Extracted records
###

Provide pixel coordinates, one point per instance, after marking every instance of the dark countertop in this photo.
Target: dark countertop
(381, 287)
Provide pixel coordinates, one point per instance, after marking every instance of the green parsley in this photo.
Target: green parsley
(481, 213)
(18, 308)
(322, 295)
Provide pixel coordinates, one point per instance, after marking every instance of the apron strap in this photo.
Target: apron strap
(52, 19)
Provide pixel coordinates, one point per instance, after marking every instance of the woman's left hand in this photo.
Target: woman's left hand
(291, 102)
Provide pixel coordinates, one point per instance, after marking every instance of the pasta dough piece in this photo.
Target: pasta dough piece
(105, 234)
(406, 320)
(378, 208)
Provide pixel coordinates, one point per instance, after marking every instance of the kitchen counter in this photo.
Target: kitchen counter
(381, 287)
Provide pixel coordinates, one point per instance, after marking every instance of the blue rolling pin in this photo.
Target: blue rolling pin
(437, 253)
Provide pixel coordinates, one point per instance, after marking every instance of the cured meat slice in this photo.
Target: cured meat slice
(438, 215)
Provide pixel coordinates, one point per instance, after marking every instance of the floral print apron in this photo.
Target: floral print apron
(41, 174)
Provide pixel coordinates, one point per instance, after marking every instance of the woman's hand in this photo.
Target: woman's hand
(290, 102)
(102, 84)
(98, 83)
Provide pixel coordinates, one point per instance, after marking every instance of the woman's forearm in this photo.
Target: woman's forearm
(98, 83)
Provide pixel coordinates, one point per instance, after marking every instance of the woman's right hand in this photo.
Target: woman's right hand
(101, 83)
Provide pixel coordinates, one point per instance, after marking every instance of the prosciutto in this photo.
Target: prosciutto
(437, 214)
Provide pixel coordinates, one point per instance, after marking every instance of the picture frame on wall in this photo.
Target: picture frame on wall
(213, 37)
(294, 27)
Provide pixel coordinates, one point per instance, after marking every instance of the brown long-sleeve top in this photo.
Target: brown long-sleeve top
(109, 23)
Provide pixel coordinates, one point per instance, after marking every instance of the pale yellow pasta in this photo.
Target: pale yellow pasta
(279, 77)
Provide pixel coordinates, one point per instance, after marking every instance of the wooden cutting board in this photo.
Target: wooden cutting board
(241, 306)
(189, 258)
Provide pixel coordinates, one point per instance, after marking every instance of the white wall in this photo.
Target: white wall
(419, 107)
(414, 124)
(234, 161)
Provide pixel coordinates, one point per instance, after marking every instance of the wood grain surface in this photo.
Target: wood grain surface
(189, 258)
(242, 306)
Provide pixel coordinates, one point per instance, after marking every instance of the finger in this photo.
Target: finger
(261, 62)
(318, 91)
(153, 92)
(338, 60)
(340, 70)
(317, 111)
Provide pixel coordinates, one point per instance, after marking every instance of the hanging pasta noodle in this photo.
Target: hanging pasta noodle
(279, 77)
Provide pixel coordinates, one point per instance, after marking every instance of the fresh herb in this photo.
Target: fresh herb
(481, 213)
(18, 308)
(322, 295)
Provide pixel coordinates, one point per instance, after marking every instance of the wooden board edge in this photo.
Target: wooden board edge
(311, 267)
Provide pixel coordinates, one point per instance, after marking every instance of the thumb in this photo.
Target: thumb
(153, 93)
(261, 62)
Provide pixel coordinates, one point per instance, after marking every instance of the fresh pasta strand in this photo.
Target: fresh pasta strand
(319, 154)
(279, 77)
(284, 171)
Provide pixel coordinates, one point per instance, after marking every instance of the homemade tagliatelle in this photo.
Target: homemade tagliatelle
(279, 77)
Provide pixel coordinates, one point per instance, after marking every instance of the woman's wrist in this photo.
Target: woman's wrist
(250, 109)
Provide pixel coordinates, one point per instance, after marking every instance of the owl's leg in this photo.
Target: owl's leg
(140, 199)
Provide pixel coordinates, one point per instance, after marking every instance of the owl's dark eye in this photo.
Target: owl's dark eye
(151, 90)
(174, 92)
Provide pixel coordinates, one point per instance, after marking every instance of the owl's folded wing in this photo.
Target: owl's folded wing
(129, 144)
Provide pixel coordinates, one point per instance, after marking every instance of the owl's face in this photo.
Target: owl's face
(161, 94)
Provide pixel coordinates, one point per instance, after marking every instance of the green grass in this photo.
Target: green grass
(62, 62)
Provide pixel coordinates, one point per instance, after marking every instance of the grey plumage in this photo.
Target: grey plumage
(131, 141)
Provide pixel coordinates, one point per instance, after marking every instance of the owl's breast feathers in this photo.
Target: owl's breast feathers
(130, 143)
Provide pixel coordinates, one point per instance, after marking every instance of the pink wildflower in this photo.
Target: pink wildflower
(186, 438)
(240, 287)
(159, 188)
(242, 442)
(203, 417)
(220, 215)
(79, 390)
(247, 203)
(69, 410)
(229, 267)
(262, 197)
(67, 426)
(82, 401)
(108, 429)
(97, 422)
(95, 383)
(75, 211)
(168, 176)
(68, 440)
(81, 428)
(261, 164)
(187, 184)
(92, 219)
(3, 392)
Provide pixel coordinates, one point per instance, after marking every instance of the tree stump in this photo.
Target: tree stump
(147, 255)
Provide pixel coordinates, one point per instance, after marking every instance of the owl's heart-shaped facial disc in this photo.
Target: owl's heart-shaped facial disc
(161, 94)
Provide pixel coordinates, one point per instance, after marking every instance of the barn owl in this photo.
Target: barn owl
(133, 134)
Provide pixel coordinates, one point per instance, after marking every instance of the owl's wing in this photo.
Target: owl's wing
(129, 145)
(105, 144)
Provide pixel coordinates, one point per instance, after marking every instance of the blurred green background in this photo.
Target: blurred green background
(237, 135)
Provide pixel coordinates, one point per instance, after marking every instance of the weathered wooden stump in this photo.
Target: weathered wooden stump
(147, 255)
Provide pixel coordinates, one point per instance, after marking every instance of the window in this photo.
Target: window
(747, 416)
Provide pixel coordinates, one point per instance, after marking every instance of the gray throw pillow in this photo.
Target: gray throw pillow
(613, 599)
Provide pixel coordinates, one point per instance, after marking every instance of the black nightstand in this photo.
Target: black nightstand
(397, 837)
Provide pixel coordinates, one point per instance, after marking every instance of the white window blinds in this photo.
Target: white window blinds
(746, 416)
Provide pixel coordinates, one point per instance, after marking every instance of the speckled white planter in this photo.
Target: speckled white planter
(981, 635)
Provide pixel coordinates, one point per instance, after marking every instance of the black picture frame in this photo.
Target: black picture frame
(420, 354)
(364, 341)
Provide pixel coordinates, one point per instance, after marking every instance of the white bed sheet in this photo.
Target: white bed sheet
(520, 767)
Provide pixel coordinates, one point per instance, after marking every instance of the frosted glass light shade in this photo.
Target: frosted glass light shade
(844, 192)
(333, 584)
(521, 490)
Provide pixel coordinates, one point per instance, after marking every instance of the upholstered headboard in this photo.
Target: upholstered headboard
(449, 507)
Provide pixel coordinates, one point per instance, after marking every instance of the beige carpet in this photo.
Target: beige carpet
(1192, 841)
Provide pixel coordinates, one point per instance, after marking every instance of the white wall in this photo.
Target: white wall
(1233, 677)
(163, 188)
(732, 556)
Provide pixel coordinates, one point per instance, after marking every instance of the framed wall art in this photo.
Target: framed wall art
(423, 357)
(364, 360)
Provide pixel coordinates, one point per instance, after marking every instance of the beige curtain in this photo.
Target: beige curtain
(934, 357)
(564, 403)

###

» Work order:
The records above should be copied out again in full, exactly as they appear.

» Solution:
Provide pixel coordinates, one point per instance, after marking every instance of the dark countertop in this photo.
Target: dark countertop
(381, 287)
Provide pixel coordinates, one point per instance, after marking every instance of the green parsley in this photo.
Target: green parsley
(481, 213)
(18, 308)
(322, 295)
Provide pixel coordinates, one point per instance, after marking every instance of the apron strap in this photo.
Target: apron strap
(52, 19)
Provide pixel coordinates, one point per instance, after marking every instance of the woman's left hand in this photo.
Target: woman's left hand
(291, 102)
Provide pixel coordinates, one point per instance, after marking every instance of the pasta dough piece in this photo.
Target: pasta dough piece
(105, 234)
(406, 320)
(378, 208)
Provide pixel coordinates, one point per instance, after marking every instance of the kitchen counter in this photo.
Target: kitchen counter
(381, 287)
Provide pixel coordinates, one point per instance, after marking every instance of the blue rolling pin in this photo.
Target: blue rolling pin
(437, 253)
Provide pixel coordinates, one point per instance, after marking every instance of the cured meat slice in this photo.
Target: cured meat slice
(438, 215)
Provide pixel coordinates, one point per instance, after marking every instance of the floral print apron in this photo.
Target: floral print apron
(41, 174)
Provide pixel coordinates, one point per instance, after marking every instance of the woman's hand in this photo.
Target: woman's hand
(290, 102)
(102, 84)
(98, 83)
Provide pixel coordinates, one point per instance, after marking every instance of the woman's forearm in this photo.
Target: woman's forearm
(98, 83)
Provide pixel coordinates, one point per instance, after marking every instance of the woman's right hand in this photo.
Target: woman's right hand
(101, 83)
Provide pixel coordinates, one point per instance, after marking every instance of the prosciutto in this photo.
Target: prosciutto
(437, 214)
Provide pixel coordinates, one point per instance, after marking every instance of the picture frame on wall in this photo.
Target: picture frame on wall
(213, 37)
(294, 27)
Provide pixel coordinates, one point per instance, after marking every instance of the brown long-sleeve top in this photo.
Target: brown long-sleeve top
(109, 23)
Provide pixel coordinates, one point per instance, after marking every instance of the pale yellow pasta in this photo.
Target: pale yellow pasta
(279, 77)
Provide pixel coordinates, one point per instance, after marking every instance of the wooden cutting board in this photo.
Target: wooden cutting board
(241, 306)
(189, 258)
Provide pixel coordinates, one point per instance, after marking every instance of the white wall in this photo.
Target: white wall
(419, 107)
(414, 124)
(234, 161)
Provide pixel coordinates, one point per instance, after marking every instance of the wood grain surface in this photo.
Target: wood grain surface
(189, 258)
(242, 306)
Provide pixel coordinates, one point per instance, after marking every instance of the finger in this photo.
Target: finger
(261, 62)
(318, 91)
(153, 92)
(338, 60)
(340, 70)
(317, 111)
Provide pixel coordinates, one point per instance, after marking every instance of the hanging pasta noodle in this photo.
Target: hanging pasta noodle
(279, 77)
Provide pixel coordinates, one point per instance, after marking every instance of the fresh herb in this photo.
Target: fresh herb
(481, 213)
(18, 308)
(322, 295)
Provide pixel coordinates, one point per instance, after marking every instance of the wooden board edge in this photo.
Target: wooden board edge
(311, 267)
Provide pixel coordinates, one point per instance, after marking every instance of the thumb in this photo.
Target: thumb
(153, 93)
(261, 62)
Provide pixel coordinates, one point per instance, after marking every instance of the fresh pasta strand in this photo.
Target: fresh pasta strand
(319, 154)
(279, 77)
(284, 171)
Provide pixel coordinates, one point per instance, after marking every instance of the homemade tagliatelle in this photo.
Target: homemade tagliatelle
(279, 77)
Provide pixel coordinates, one point per instance, after marking every instance of the woman's wrist in this photo.
Target: woman's wrist
(250, 109)
Provide pixel coordinates, one point per instance, after marking every instance of the owl's leg in this photo.
Target: owl's leg
(140, 199)
Provide pixel coordinates, one point per instance, after marking every instance of the owl's dark eye in this photo.
Target: owl's dark eye
(151, 90)
(174, 92)
Provide pixel coordinates, one point per instance, after marking every instance of the owl's folded wing in this photo.
Target: owl's folded wing
(129, 144)
Provide pixel coordinates, one point per instance, after marking every instance of the owl's face in this photo.
Target: owl's face
(161, 94)
Provide pixel coordinates, one point per instance, after marking every instance of the green grass in this photo.
Target: green grass
(62, 62)
Provide pixel coordinates, one point per instance, after marking every instance of the grey plumage in this photo.
Target: grey plumage
(131, 141)
Provide pixel coordinates, one point per instance, after marking every instance of the owl's breast feathers in this photo.
Target: owl's breast feathers
(130, 143)
Provide pixel coordinates, one point per instance, after marking every instance of the pink wildflower in this photo.
Target: pink wildflower
(186, 438)
(240, 287)
(159, 188)
(242, 442)
(203, 417)
(220, 215)
(79, 390)
(247, 203)
(69, 410)
(229, 267)
(262, 197)
(67, 426)
(82, 401)
(108, 429)
(97, 422)
(95, 383)
(75, 211)
(168, 176)
(68, 440)
(81, 428)
(261, 164)
(187, 184)
(92, 219)
(3, 392)
Provide pixel coordinates, one point per instance, after marking every instance of the tree stump in this photo.
Target: tree stump
(147, 255)
Provide pixel coordinates, one point per instance, after marking every instance of the owl's heart-shaped facial disc in this photo.
Target: owl's heart-shaped facial disc
(161, 94)
Provide pixel coordinates, one point per instance, after marking every instance of the barn owl in this photo.
Target: barn owl
(133, 134)
Provide pixel coordinates, one point per instance, after marking every instance of the owl's wing in this photo.
Target: owl's wing
(129, 145)
(105, 144)
Provide pixel coordinates, one point per instance, after marking every instance of the blurred green background in this photo.
Target: blurred green background
(237, 135)
Provide pixel coordinates, one point per instance, after marking every instance of the weathered wooden stump in this photo.
Target: weathered wooden stump
(147, 255)
Provide pixel coordinates, one point per instance, after marking every instance of the window in this photo.
Target: window
(747, 416)
Provide pixel coordinates, one point per instance, after marking every instance of the gray throw pillow in this photo.
Target: gray throw pillow
(613, 599)
Provide pixel coordinates, one point per instance, after marking every instance of the black nightstand in this photo.
Target: black nightstand
(397, 837)
Provide pixel coordinates, one point per instance, after marking every instance of the white window blinds in this photo.
Target: white window blinds
(746, 416)
Provide pixel coordinates, one point per instance, after marking every instance of the speckled white planter in this photo.
Target: speckled white planter
(981, 635)
Provide pixel coordinates, one point per instance, after marking every instance of the black picture frame in this photo.
Target: black picture frame
(420, 354)
(364, 341)
Provide pixel coordinates, one point per instance, after marking every instance of the white bed sheet in this photo.
Target: white bed sheet
(520, 767)
Provide pixel coordinates, one point per instance, after marking every instance of the frosted glass light shade in this photo.
Target: frosted glass light shade
(844, 192)
(333, 584)
(521, 490)
Provide pixel coordinates, one point per instance, after marking every instance of the upholstered headboard in this photo.
Target: upholstered headboard
(449, 507)
Provide pixel coordinates, one point per instance, after marking every instance of the beige carpet in this photo.
Target: beige carpet
(1192, 841)
Provide pixel coordinates, one point per instance, after marking every instance of the white wall in this photo.
Target: white wall
(1233, 677)
(163, 188)
(732, 556)
Provide pixel coordinates, one point per instance, after marking every instance of the framed wall art in this photo.
Target: framed wall art
(423, 357)
(364, 360)
Provide pixel coordinates, one point per instance, after marking every instance of the beige curtain in this photo.
Target: beige curtain
(934, 357)
(564, 403)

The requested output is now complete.